§ What you should do
Convert the lines between the one containing "Task: the pointer indicates each instance of the watch face" and the one containing "[[14, 295]]", inclusive, into a JSON list of strings, one string per line, with blank lines omitted. Leave the pictures out of the answer.

+++++

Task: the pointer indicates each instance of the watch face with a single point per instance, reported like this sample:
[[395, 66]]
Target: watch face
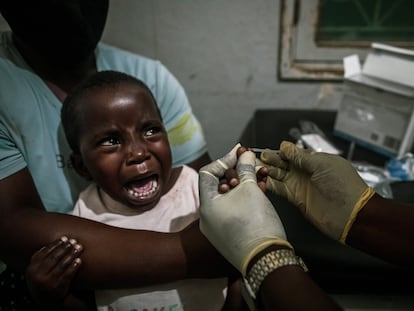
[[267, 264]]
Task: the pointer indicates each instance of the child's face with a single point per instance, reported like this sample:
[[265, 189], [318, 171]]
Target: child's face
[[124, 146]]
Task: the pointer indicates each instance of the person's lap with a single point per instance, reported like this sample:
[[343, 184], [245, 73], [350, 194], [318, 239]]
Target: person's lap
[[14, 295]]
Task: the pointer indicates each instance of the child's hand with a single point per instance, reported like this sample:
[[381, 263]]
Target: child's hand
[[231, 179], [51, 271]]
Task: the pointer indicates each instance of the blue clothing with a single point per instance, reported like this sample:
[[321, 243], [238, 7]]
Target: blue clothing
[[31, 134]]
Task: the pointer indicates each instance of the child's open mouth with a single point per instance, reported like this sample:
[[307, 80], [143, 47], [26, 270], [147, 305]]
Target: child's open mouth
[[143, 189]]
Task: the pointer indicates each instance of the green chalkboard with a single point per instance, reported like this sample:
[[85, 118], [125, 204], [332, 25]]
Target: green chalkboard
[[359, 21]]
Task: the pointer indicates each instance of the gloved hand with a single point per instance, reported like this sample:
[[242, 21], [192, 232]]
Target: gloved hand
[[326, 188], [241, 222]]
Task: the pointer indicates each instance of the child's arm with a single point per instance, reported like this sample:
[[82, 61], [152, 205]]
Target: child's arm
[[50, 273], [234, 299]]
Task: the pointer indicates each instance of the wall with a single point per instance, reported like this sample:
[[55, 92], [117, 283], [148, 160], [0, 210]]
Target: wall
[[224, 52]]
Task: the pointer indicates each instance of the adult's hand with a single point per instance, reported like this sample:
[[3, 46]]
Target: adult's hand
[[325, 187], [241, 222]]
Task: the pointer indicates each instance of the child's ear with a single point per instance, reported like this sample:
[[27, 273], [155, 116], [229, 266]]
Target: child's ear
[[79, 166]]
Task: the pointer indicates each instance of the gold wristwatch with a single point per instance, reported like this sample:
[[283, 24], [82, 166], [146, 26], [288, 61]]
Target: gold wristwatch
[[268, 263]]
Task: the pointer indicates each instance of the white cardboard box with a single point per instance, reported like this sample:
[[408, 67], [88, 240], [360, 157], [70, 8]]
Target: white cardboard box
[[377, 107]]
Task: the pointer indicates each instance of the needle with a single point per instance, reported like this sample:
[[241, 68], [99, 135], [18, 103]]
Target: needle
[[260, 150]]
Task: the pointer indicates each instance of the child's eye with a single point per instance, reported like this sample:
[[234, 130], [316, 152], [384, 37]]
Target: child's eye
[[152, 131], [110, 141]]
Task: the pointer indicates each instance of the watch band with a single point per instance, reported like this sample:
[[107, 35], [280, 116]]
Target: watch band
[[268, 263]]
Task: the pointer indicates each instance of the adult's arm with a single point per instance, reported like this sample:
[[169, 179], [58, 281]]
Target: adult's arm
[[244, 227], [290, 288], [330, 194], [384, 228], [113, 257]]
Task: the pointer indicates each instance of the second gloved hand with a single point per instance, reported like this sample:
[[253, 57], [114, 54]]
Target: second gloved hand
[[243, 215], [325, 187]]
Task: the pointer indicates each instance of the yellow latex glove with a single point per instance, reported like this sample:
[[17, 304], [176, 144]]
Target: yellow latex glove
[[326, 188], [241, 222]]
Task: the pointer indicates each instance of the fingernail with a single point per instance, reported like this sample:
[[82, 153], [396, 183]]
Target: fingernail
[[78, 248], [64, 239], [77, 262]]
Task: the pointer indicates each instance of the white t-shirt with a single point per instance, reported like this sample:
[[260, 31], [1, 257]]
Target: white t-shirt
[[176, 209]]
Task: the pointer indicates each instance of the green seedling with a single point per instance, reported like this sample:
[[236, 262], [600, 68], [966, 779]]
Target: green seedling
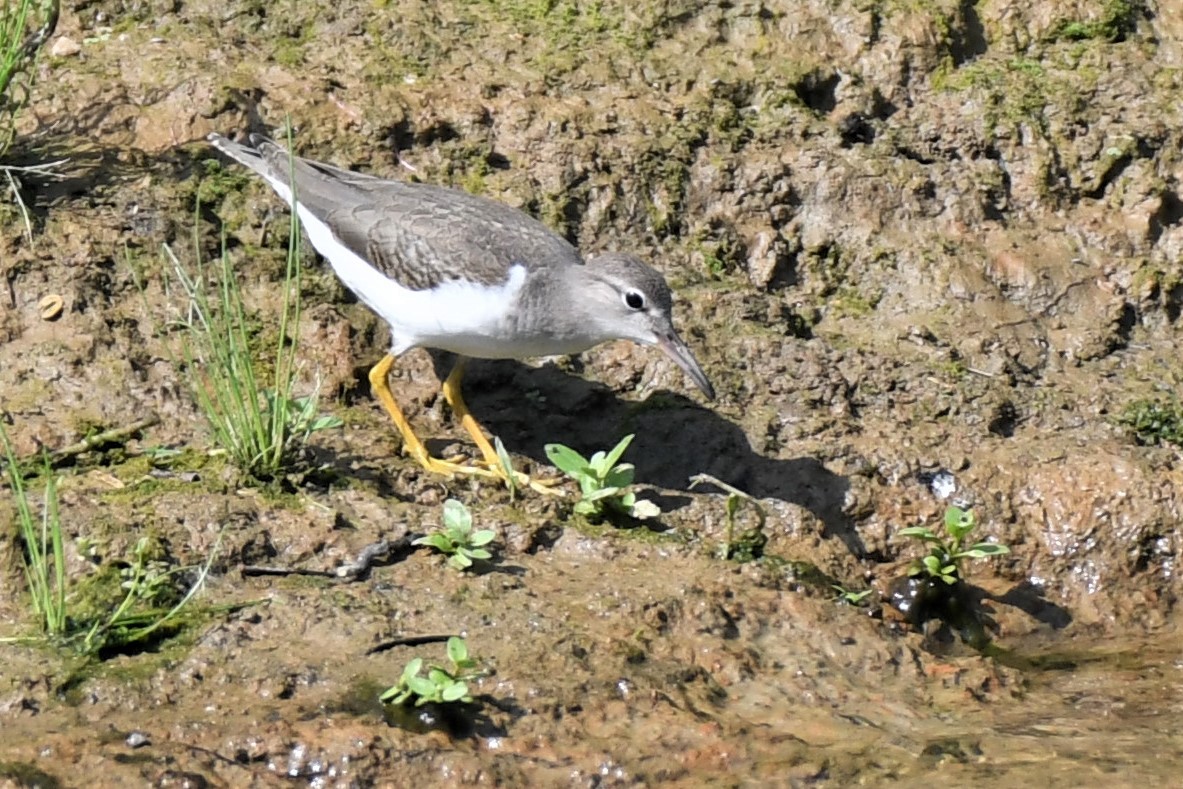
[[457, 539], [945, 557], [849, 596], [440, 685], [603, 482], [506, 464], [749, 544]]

+++++

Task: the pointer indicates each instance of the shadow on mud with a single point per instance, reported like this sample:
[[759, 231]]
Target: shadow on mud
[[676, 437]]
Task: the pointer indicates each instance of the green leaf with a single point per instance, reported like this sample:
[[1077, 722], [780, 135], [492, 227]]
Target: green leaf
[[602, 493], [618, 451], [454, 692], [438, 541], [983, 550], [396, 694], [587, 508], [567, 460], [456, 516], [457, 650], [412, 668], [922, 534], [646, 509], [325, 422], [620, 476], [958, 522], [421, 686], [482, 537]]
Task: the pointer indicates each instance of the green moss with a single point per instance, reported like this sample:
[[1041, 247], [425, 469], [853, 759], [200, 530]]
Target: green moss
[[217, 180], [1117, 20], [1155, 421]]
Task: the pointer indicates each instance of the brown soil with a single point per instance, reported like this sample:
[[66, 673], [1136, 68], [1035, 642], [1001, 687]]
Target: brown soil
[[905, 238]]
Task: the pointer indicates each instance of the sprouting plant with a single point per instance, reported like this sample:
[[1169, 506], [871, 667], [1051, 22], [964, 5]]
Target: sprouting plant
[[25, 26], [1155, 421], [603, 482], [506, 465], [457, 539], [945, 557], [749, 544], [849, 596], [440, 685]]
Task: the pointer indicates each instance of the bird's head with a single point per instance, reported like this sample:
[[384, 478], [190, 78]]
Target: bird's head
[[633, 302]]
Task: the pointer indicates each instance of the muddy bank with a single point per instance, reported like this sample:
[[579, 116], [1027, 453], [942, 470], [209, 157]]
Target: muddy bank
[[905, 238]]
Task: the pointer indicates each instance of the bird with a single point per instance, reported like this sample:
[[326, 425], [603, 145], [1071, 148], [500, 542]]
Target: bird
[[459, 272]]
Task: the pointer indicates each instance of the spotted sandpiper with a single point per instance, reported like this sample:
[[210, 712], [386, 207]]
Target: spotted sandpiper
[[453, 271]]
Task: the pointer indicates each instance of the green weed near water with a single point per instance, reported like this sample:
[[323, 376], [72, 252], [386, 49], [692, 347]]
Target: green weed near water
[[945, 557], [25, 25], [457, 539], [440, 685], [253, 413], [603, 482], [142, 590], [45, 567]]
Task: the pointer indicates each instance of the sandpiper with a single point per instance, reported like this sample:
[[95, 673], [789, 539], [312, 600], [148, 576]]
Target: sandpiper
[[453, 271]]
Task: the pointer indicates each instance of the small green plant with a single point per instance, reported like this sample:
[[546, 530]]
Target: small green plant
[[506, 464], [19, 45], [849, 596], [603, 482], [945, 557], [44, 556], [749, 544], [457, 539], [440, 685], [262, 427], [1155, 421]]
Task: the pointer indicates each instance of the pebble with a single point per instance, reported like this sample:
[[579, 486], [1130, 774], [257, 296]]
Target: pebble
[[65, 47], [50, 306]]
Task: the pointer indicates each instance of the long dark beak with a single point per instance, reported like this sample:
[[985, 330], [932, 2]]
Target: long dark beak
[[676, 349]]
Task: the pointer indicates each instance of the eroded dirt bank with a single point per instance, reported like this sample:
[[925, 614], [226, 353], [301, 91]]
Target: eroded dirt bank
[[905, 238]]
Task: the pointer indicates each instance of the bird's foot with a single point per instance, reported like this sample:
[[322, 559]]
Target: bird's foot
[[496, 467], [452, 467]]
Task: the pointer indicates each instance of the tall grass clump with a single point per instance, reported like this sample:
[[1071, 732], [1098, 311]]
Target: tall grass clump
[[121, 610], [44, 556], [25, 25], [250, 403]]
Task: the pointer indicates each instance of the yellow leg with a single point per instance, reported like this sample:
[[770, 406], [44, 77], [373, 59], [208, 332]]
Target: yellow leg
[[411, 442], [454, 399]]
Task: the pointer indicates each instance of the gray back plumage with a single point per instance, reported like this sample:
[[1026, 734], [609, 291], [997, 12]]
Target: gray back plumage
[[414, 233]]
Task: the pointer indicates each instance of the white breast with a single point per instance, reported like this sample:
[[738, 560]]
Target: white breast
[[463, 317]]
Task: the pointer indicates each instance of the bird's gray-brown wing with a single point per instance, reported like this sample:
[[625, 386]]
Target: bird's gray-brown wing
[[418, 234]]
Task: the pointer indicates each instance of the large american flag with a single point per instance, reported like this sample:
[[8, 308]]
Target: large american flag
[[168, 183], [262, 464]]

+++++

§ Solution to this task
[
  "Task: the pointer indicates each instance of the watch face with a single point per instance, reported like this sample:",
  "[[395, 66]]",
  "Target: watch face",
  "[[267, 264]]",
  "Task: the pointer indicates each instance of the child's face with a single point per instance, reported like this sample:",
  "[[265, 189], [318, 171]]",
  "Target: child's face",
  "[[124, 146]]",
  "Task: the pointer indicates each instance of the person's lap with a single point per instance, reported like this sample:",
  "[[343, 184], [245, 73], [350, 194], [318, 239]]",
  "Target: person's lap",
  "[[14, 295]]"
]